• EXTRACT TO READ:
BEGIN

Living with Resilience: Keep Your Word

Some days I wake up feeling discouraged, frustrated and tired of it all. I call it a COVID day when I grieve the way things used to be and berate myself for not completing my book, getting organized or reaching out to more family with all the extra time I think I should have. I may even self-medicate with sugar and busyness, even though I know it won’t help. And then I remember a self-leadership skill that will, keeping my word.

Keeping your word is keeping your promise. This may sound obvious, but when we start paying attention, we may realize we talk about doing things more than we actually do them. For me, this includes getting up early to write, not tackle email, decluttering my crawl space, or calling my homebound aunt because I said I would.

Keeping your word helps you do the right thing to stay the course, even when you don’t want to. It nurtures trust and confidence in the relationship you have with yourself and everyone else because it helps you feel good about yourself.

Here are 5 ways to help you keep your word:

  1. Get Grounded

    Slow down or stop altogether and ask, What is really most important right now? Busyness breeds more busyness and stillness cultivates clarity.

END

• TASK LIST:
**a.** In the piece on keeping your word, what does the writer call a day spent grieving the way things used to be?
**b.** Pick up the piece on keeping your word after its last sentence and carry it on.
The items are separate material and are not part of the piece on keeping your word.

• DATA EXCERPTS:
BEGIN

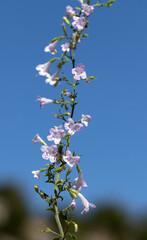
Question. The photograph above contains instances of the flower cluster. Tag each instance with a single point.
(59, 154)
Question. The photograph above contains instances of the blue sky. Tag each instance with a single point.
(114, 146)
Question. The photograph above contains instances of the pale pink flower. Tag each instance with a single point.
(70, 159)
(52, 47)
(68, 94)
(57, 133)
(85, 203)
(70, 12)
(44, 101)
(86, 119)
(79, 22)
(51, 79)
(65, 47)
(50, 152)
(43, 69)
(79, 182)
(36, 174)
(37, 138)
(87, 9)
(79, 72)
(72, 127)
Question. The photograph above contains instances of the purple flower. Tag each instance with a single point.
(50, 152)
(79, 22)
(65, 47)
(70, 12)
(85, 119)
(44, 101)
(85, 203)
(43, 69)
(72, 127)
(37, 138)
(79, 72)
(51, 79)
(56, 134)
(36, 173)
(79, 182)
(51, 47)
(73, 204)
(81, 1)
(87, 9)
(68, 94)
(70, 159)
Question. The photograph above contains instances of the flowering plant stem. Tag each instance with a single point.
(58, 154)
(73, 66)
(56, 210)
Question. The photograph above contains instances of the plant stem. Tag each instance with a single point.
(56, 210)
(73, 65)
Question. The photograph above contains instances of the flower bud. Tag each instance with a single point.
(36, 188)
(73, 193)
(78, 169)
(64, 29)
(66, 20)
(67, 114)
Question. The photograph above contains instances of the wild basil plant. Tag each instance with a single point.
(57, 148)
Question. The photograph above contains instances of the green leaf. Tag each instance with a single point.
(78, 8)
(109, 4)
(57, 38)
(72, 235)
(50, 209)
(85, 35)
(91, 77)
(53, 59)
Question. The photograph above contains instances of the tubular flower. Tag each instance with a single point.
(44, 101)
(43, 69)
(79, 23)
(72, 127)
(87, 9)
(37, 138)
(36, 174)
(51, 79)
(73, 204)
(70, 12)
(79, 182)
(65, 47)
(86, 119)
(51, 47)
(57, 134)
(79, 72)
(85, 203)
(70, 159)
(50, 152)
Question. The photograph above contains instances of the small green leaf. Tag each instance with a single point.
(85, 35)
(50, 209)
(72, 235)
(53, 59)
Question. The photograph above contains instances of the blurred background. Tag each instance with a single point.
(114, 146)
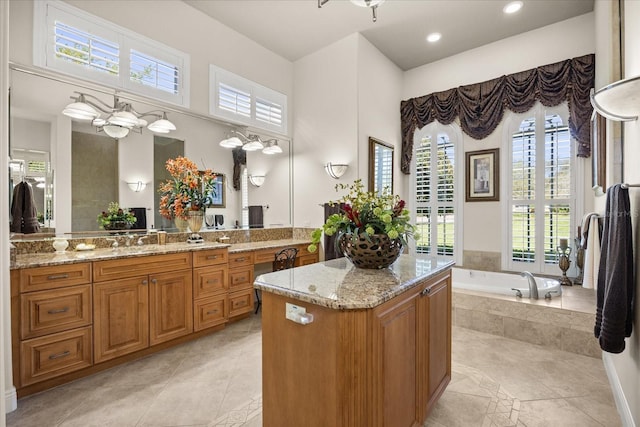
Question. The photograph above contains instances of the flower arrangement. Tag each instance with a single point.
(366, 213)
(116, 217)
(188, 189)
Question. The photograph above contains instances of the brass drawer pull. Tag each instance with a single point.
(58, 276)
(59, 355)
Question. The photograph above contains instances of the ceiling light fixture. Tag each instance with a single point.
(250, 142)
(373, 4)
(434, 37)
(512, 7)
(122, 117)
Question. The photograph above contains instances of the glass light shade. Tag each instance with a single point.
(161, 126)
(253, 146)
(123, 118)
(115, 131)
(257, 180)
(232, 142)
(367, 3)
(80, 111)
(335, 170)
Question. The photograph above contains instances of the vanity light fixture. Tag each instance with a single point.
(335, 170)
(256, 180)
(137, 186)
(121, 116)
(250, 142)
(373, 4)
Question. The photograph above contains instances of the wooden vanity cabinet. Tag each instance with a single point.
(51, 321)
(152, 306)
(210, 288)
(241, 283)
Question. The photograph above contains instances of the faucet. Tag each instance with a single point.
(533, 288)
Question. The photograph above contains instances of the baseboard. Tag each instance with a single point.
(11, 399)
(618, 394)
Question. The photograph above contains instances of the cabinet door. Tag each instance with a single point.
(435, 341)
(171, 306)
(395, 350)
(121, 317)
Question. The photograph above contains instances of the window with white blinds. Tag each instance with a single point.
(435, 194)
(542, 199)
(243, 101)
(74, 42)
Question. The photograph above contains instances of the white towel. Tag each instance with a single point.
(592, 255)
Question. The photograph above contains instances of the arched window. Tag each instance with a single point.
(437, 193)
(540, 177)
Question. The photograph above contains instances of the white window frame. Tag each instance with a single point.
(512, 125)
(218, 75)
(46, 12)
(455, 136)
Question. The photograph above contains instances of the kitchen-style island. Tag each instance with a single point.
(343, 346)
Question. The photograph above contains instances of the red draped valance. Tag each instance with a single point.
(479, 107)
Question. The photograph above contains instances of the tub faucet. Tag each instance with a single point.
(533, 288)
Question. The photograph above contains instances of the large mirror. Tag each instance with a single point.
(91, 169)
(380, 166)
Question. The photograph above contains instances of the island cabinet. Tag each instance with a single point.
(140, 302)
(354, 364)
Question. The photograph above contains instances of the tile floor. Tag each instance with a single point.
(216, 381)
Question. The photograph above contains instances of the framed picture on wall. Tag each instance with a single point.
(482, 176)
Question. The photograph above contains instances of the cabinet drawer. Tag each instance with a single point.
(209, 281)
(240, 259)
(57, 276)
(54, 355)
(210, 257)
(132, 267)
(58, 310)
(240, 278)
(210, 312)
(240, 302)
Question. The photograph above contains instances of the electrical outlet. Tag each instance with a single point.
(293, 312)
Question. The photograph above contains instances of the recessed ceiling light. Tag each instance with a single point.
(512, 7)
(433, 37)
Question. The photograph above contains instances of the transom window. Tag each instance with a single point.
(69, 40)
(542, 200)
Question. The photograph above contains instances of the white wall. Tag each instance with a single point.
(325, 126)
(626, 365)
(568, 39)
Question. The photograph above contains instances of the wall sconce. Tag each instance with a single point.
(335, 170)
(137, 186)
(256, 180)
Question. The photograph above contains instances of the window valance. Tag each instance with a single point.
(480, 107)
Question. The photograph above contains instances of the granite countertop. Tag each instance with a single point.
(74, 256)
(337, 284)
(252, 246)
(70, 257)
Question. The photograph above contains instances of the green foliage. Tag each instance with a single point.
(366, 213)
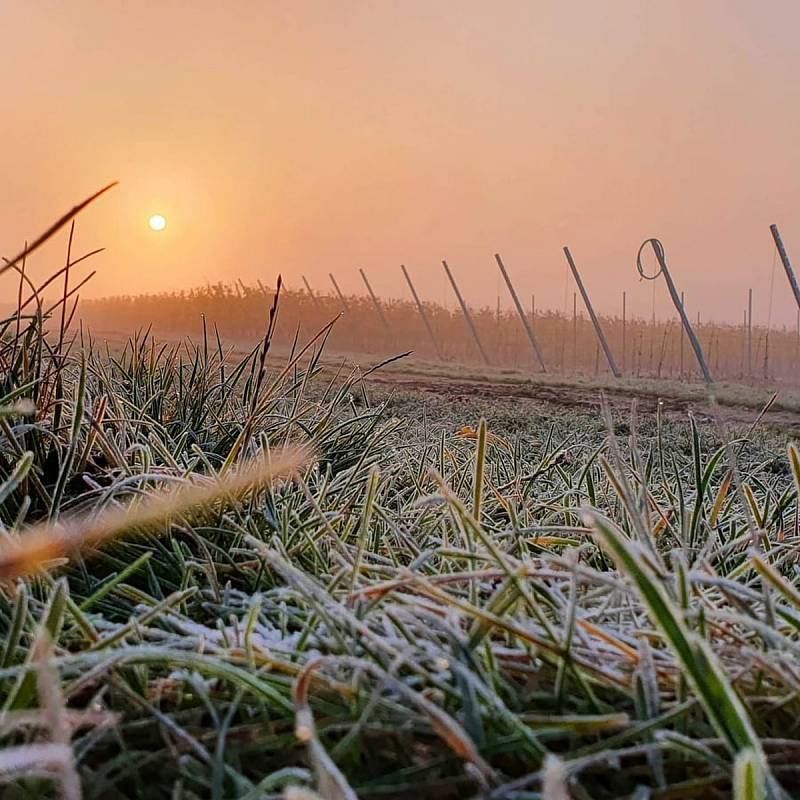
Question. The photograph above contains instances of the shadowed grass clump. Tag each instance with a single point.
(226, 579)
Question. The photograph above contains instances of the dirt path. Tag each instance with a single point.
(579, 397)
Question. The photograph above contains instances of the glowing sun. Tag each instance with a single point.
(157, 222)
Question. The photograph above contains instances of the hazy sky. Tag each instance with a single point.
(308, 137)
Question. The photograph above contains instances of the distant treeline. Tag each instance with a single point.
(643, 348)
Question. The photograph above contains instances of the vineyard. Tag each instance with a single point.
(646, 348)
(242, 574)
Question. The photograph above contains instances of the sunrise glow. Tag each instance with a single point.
(157, 222)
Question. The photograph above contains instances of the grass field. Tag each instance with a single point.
(236, 576)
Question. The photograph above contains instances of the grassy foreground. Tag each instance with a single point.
(224, 580)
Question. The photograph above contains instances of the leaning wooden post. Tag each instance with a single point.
(598, 330)
(750, 332)
(339, 293)
(465, 312)
(624, 331)
(422, 313)
(311, 294)
(375, 301)
(787, 265)
(682, 336)
(658, 249)
(521, 312)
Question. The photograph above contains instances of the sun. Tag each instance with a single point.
(157, 222)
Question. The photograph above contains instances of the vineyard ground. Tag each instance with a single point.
(737, 403)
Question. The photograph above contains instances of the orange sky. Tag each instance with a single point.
(308, 137)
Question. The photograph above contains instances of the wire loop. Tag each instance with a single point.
(659, 249)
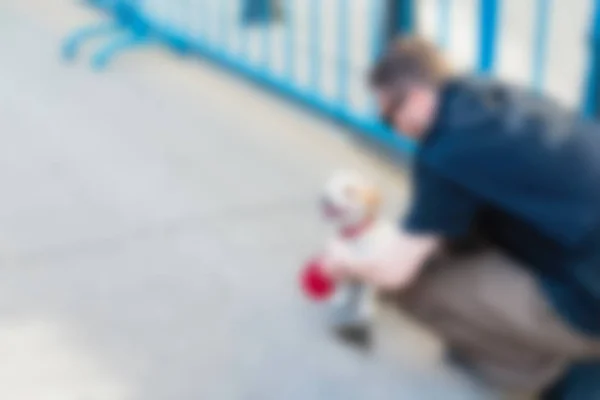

END

• ANSWERS BY ITEM NUMBER:
**a.** A COVID day.

**b.**
  2. Be Impeccable with Your Word

    This is the first agreement in Dan Miguel’s The Four Agreements because our words have a lot of power. Before you say you will do something, (out loud or to yourself), be certain it is both realistic and important to you.

  3. Speak Your Truth

    Be honest and determine what is really a priority, even if it’s uncomfortable, unpopular, or unexpected. We must decide what matters most, and do that.

  4. Create Structure

    While I tend to reject structure and routine, I know how effective it is to help me keep my word. Time-blocking, Eating my frogs, and creating deadlines are essential for anything I really want to get done.

  5. Recommit

    We all have COVID days and need to recommit to keeping our word in the smallest and biggest of ways. All the decisions I make today, like what I eat for dinner and what time I go to bed affect my ability to keep the promises I make for tomorrow.

When you keep your word, you are doing the right thing and staying the course for your patients, family, community and most importantly, yourself. This self-leadership skill builds your resilience when you need it most, which is right now.


  1. Neil on October 1, 2020 at 1:44 pm

    Good advice!

  2. Molly Hargarten on October 1, 2020 at 3:40 pm

    Great tips. I find it hard to feel good many days because of COVID. I’ve started to form habits that interconnect with each other. Like, after I workout in the morning, I stay put and meditate. My meditation shrine is near my workout space so it is easy to do. I feel better alll day if I meditate first.

    • Diane Sieg on October 2, 2020 at 8:41 pm

      Beautiful Molly! James Clear calls this habit stacking :).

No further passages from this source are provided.